### ASSIGNMENT
In the listing that follows, how many lines include the word "below"? Only the number is wanted.

### SUPPLIED MATERIAL

**********

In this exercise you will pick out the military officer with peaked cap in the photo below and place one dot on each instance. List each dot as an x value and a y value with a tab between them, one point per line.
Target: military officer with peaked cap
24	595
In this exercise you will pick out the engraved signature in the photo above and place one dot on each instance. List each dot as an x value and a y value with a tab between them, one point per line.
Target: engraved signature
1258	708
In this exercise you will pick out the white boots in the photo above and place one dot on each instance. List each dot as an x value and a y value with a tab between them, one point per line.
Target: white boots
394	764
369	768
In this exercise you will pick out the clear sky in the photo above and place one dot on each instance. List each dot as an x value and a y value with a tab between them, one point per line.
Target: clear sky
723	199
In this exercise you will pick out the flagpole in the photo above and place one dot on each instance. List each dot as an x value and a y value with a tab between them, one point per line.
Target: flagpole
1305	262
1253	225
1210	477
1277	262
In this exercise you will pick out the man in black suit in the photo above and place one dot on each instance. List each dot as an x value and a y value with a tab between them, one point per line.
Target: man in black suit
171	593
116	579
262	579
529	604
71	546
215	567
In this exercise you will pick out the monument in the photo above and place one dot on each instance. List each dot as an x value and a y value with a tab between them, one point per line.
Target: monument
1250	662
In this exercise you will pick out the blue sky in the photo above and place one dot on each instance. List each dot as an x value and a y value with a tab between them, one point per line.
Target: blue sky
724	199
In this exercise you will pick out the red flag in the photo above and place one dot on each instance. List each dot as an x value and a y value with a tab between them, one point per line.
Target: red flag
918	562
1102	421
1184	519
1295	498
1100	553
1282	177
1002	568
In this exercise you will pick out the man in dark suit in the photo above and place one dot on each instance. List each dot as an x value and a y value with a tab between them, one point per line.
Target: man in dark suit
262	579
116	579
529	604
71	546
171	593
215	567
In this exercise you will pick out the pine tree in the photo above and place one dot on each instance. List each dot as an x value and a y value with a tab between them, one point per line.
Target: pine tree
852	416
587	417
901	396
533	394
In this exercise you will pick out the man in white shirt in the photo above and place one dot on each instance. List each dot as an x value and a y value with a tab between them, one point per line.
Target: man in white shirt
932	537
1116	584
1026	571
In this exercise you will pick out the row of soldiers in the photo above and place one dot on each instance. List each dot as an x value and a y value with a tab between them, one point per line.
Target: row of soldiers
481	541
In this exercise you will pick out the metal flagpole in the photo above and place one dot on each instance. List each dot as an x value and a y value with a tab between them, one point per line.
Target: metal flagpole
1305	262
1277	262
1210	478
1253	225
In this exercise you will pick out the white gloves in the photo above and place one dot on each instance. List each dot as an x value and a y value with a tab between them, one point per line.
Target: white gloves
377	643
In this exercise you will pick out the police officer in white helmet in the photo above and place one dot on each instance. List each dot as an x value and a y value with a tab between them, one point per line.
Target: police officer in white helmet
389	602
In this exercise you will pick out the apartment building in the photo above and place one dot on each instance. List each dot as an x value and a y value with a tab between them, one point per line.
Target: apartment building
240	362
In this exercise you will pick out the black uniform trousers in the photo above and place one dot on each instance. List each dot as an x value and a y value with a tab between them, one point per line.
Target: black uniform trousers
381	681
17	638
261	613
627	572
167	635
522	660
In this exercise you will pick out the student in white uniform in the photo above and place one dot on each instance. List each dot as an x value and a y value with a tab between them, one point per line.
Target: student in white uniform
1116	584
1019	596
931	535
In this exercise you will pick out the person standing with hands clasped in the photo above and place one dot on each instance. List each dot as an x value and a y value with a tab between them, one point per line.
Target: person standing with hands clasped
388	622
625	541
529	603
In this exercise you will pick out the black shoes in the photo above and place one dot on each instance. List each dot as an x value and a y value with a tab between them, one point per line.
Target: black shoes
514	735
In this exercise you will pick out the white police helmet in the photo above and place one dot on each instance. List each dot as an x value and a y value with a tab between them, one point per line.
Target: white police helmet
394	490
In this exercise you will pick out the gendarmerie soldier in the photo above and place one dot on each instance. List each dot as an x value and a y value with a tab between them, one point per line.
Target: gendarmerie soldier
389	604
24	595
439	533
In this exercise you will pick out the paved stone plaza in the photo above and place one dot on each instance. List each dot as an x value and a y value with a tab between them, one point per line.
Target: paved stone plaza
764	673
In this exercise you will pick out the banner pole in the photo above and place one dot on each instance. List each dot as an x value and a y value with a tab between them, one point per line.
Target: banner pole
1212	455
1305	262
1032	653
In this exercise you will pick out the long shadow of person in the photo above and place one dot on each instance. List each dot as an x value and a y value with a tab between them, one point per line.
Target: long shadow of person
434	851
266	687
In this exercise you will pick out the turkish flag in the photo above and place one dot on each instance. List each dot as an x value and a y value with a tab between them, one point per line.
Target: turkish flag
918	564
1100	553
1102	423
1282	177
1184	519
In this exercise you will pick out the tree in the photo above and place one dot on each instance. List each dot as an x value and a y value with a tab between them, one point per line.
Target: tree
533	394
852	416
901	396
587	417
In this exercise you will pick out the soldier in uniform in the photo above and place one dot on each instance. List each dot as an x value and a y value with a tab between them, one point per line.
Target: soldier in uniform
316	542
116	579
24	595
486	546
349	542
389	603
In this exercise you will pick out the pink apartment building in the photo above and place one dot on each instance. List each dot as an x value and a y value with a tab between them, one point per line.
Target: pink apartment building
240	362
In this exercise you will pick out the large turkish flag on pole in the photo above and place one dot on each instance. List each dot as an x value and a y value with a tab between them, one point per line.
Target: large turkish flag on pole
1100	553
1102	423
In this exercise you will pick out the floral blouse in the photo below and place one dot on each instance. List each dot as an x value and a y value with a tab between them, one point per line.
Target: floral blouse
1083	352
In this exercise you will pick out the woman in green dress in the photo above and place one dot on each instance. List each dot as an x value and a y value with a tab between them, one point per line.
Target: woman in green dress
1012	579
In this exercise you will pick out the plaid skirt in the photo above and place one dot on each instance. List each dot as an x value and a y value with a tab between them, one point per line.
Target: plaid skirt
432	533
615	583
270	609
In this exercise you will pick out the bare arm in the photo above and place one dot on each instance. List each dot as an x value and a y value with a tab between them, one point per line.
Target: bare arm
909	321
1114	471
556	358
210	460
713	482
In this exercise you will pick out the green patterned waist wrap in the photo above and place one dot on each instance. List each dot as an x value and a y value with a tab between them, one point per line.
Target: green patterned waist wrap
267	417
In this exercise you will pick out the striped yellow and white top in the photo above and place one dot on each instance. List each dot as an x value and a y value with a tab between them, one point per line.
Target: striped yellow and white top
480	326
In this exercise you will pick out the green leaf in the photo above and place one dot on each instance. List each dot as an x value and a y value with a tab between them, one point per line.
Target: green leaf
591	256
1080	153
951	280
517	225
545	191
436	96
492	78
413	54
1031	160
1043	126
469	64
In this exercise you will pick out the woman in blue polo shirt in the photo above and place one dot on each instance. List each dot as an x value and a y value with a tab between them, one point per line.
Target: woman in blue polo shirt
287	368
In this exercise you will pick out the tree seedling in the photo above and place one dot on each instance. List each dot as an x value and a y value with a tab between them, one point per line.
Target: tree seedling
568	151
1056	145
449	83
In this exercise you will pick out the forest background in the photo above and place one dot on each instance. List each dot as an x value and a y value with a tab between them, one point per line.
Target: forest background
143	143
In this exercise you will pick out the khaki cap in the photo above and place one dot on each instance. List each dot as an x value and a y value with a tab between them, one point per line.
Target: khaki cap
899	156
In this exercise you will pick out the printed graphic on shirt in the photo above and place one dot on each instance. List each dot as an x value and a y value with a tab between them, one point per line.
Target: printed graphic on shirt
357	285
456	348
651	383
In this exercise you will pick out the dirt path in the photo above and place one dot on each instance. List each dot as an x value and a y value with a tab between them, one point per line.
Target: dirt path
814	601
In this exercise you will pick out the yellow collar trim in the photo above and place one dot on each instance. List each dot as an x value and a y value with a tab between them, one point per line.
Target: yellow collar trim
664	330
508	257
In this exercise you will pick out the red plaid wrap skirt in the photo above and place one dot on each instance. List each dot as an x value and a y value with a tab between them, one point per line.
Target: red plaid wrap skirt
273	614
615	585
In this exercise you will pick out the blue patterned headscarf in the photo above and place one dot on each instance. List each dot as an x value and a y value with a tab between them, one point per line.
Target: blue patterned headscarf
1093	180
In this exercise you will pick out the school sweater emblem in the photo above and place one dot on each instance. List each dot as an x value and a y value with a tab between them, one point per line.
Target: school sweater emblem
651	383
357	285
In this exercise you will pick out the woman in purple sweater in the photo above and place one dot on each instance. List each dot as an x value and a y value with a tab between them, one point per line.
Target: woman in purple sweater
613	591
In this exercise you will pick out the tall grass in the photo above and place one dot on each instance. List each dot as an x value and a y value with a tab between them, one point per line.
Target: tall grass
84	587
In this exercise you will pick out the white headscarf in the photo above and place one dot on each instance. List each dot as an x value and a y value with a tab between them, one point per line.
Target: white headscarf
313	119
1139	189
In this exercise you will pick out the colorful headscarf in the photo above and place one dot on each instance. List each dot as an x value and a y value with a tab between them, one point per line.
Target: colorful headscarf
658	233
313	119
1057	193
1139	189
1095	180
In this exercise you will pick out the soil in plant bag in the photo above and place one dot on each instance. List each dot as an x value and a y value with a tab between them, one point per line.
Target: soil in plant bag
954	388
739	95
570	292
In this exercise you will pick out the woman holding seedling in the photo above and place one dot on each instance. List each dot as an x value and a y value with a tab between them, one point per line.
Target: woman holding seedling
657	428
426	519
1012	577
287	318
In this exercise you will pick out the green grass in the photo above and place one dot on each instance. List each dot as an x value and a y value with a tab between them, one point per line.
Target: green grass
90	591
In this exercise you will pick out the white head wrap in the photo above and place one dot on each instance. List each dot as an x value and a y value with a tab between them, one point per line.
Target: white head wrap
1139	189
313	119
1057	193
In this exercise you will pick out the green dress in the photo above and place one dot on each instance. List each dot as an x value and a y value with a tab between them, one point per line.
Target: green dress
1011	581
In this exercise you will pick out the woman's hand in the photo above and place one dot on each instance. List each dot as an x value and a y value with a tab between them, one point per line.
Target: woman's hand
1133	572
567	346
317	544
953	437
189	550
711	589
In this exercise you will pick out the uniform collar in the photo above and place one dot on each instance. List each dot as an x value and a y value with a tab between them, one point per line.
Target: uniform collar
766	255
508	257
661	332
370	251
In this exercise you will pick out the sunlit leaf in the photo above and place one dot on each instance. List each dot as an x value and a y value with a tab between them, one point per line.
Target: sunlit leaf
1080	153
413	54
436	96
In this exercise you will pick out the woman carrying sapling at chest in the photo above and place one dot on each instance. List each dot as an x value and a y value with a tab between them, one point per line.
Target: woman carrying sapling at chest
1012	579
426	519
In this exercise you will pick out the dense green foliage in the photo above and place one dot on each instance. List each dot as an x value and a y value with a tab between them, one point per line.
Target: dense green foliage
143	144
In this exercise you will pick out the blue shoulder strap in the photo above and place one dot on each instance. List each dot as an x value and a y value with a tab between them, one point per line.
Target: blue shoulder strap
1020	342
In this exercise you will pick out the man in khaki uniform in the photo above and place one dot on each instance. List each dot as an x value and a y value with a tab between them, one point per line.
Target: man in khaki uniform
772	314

**********

### EXERCISE SOLUTION
2